Note that ZoomedLayoutScheme
needs to know the world extent, which
it gets from the CRS, in order to build the TMS pyramid layout. This
will likely cause resampling of input rasters to match the resolution of
the TMS levels.
On other hand FloatingLayoutScheme
will discover the native
resolution and extent and partition it by given tile size without
resampling.
User-Defined Layout¶
You may bypass the layout scheme logic by providing layoutExtent
and
either a tileLayout
or a cellSize
and tileSize
to fully
define the layout and start the tiling process. The user may optionally
specify an output cellType
as well (default case uses the input
cellType
).
Reprojection¶
spark-etl
project supports two methods of reprojection: buffered
and per-tile
. They provide a trade-off between accuracy and
flexibility.
Buffered reprojection method is able to sample pixels past the tile boundaries by performing a neighborhood join. This method is the default and produces the best results. However it requires that all of the source tiles share the same CRS.
Per tile reproject method can not consider pixels past the individual
tile boundaries, even if they exist elsewhere in the dataset. Any pixels
past the tile boundaries will be as NODATA
when interpolating. This
restriction allows for source tiles to have a different projections per
tile. This is an effective way to unify the projections for instance
when projection from multiple UTM projections to WebMercator.

[Region pointing data]
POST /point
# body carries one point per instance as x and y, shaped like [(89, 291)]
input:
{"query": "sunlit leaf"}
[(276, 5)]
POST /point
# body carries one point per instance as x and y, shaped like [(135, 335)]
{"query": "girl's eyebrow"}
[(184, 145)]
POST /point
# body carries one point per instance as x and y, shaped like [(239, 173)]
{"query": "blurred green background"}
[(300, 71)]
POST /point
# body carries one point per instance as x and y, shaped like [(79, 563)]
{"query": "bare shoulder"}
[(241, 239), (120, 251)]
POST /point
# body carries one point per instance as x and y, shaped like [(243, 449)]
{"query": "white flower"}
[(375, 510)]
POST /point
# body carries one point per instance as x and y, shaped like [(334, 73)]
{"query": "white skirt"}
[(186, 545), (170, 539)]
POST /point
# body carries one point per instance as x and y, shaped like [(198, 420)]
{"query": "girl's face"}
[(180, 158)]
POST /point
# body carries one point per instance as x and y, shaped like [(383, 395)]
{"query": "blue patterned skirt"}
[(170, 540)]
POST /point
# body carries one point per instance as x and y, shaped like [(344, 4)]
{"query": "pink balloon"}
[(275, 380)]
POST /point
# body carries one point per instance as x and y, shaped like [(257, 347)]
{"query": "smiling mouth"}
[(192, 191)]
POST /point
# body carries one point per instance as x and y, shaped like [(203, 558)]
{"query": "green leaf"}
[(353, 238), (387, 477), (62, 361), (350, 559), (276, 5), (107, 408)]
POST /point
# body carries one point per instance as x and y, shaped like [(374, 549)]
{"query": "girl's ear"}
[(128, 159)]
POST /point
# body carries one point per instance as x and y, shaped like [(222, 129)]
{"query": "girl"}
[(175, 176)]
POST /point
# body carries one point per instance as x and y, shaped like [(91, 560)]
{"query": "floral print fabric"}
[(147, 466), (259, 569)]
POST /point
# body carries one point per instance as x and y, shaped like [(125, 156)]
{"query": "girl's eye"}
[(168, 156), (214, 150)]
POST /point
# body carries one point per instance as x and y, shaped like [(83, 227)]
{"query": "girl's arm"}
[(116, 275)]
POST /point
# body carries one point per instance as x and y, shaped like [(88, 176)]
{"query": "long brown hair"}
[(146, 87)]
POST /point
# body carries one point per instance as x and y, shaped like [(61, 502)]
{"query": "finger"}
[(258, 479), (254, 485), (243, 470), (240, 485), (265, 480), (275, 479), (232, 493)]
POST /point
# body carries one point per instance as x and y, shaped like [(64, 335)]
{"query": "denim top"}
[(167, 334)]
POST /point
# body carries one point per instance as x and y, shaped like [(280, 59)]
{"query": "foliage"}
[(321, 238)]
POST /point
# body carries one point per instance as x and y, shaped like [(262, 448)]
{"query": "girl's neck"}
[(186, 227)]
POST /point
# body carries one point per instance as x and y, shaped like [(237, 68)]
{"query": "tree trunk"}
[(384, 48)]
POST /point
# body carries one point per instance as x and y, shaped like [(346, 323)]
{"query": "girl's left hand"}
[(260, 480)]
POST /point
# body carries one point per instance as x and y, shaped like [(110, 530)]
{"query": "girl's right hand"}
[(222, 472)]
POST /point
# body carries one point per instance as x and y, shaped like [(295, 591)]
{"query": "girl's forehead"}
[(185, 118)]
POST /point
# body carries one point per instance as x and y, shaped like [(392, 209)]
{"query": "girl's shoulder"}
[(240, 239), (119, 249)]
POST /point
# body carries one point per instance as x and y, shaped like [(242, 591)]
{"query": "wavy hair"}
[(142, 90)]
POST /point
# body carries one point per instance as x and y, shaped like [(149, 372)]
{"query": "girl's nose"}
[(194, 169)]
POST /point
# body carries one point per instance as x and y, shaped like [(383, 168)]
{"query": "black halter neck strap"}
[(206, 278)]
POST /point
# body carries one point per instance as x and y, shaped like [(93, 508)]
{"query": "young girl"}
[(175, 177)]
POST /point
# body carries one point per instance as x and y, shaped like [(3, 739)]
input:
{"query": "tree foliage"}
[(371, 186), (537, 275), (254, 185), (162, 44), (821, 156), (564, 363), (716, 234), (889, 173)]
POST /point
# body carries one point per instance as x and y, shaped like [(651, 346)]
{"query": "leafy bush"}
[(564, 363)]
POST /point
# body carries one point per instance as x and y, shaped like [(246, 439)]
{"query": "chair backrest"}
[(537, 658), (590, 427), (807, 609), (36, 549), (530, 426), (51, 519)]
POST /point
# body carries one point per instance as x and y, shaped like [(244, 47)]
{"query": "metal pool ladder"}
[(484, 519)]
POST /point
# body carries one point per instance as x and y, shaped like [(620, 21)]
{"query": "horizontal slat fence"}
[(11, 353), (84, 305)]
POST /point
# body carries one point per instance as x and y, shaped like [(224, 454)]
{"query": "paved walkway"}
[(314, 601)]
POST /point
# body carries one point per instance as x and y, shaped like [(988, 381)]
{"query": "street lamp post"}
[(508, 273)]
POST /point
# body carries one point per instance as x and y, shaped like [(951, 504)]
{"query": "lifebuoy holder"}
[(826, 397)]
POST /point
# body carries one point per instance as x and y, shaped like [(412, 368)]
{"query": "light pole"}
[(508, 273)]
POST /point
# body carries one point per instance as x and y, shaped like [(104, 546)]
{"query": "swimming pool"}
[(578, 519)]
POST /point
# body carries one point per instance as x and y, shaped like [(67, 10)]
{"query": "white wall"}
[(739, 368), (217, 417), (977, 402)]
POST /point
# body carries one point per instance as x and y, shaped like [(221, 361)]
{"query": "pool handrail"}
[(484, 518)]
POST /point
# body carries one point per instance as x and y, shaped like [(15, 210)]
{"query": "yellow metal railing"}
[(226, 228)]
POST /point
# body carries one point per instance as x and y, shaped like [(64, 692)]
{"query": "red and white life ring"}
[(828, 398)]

— WORK REQUEST 1 —
List every setting the layout and reprojection text names in its part on user-defined layouts.
— WORK REQUEST 2 —
Carry on the text about layout schemes and reprojection, starting after its last sentence.

— FINAL ANSWER 1 —
layoutExtent, tileLayout, cellSize, tileSize, cellType

— FINAL ANSWER 2 —
Rendering a Layer¶
render
output module is different from other modules in that it does
not save a GeoTrellis layer but rather provides a way to render a layer,
after tiling and projection, to a set of images. This is useful to
either verify the ETL process or render a TMS pyramid.
The path
module argument is actually a path template, that allows
the following substitution:
{x}
tile x coordinate{y}
tile y coordinate{z}
layer zoom level{name}
layer name
A sample render output configuration template could be:
{
"path": "s3://tms-bucket/layers/{name}/{z}-{x}-{y}.png",
"ingestType": {
"format":"geotiff",
"output":"render"
}
}
Extension¶
In order to provide your own input or output modules you must extend
InputPlugin
and OutputPlugin
and register them in the Etl
constructor via a TypedModule
.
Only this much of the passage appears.